──────── Input ────────

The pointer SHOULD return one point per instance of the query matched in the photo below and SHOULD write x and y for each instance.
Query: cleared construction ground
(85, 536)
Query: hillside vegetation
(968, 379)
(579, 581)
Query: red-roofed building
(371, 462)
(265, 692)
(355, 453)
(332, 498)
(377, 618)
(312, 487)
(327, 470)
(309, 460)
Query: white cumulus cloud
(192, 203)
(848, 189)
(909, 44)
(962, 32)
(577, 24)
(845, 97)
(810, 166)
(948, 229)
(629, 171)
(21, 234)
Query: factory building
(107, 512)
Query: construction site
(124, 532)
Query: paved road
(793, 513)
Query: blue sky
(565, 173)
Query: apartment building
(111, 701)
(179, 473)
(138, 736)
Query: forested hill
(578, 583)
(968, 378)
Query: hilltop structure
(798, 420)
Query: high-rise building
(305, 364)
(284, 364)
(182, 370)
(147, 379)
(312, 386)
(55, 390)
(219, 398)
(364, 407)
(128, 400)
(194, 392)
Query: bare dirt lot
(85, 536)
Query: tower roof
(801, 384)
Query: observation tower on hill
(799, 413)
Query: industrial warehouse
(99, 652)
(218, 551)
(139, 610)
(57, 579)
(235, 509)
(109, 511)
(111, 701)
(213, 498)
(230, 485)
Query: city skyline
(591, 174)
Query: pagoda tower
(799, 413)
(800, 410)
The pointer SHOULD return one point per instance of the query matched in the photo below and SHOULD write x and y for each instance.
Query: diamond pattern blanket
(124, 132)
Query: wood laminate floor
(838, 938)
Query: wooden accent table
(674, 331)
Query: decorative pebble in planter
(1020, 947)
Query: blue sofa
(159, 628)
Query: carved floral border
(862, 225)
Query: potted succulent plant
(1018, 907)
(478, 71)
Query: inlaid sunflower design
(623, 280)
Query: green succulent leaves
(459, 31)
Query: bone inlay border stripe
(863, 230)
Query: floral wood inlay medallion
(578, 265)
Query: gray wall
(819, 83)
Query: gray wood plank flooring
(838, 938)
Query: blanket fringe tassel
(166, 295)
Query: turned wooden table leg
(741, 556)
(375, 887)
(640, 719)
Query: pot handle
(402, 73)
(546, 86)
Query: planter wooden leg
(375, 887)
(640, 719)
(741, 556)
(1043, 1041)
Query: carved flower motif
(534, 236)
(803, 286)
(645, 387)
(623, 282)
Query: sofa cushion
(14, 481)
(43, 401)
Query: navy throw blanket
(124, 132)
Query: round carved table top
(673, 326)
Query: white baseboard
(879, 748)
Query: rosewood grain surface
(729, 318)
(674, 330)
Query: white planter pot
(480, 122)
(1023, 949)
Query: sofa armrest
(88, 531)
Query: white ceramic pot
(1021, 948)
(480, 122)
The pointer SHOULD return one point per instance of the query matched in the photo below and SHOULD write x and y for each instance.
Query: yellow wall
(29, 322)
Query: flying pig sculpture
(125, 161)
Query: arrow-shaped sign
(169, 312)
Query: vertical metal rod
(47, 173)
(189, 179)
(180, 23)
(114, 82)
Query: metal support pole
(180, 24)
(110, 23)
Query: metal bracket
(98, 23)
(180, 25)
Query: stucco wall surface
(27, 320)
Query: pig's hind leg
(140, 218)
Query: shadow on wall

────────

**Assigned task**
Give an exact copy of every line from the one holding "Query: white ceramic pot" through the end of the records, both included, and no other lines.

**Output for this exercise**
Query: white ceramic pot
(1021, 948)
(480, 122)
The pointer SHOULD return one point per instance of the query matched in the photo below and SHOULD write x and y for each instance.
Query: yellow wall
(29, 322)
Query: flying pig sculpture
(125, 161)
Query: arrow-shaped sign
(169, 312)
Query: vertical metal rod
(47, 173)
(189, 179)
(180, 23)
(114, 82)
Query: metal support pole
(180, 24)
(110, 23)
Query: metal bracket
(98, 23)
(180, 25)
Query: stucco wall surface
(27, 320)
Query: pig's hind leg
(140, 218)
Query: shadow on wall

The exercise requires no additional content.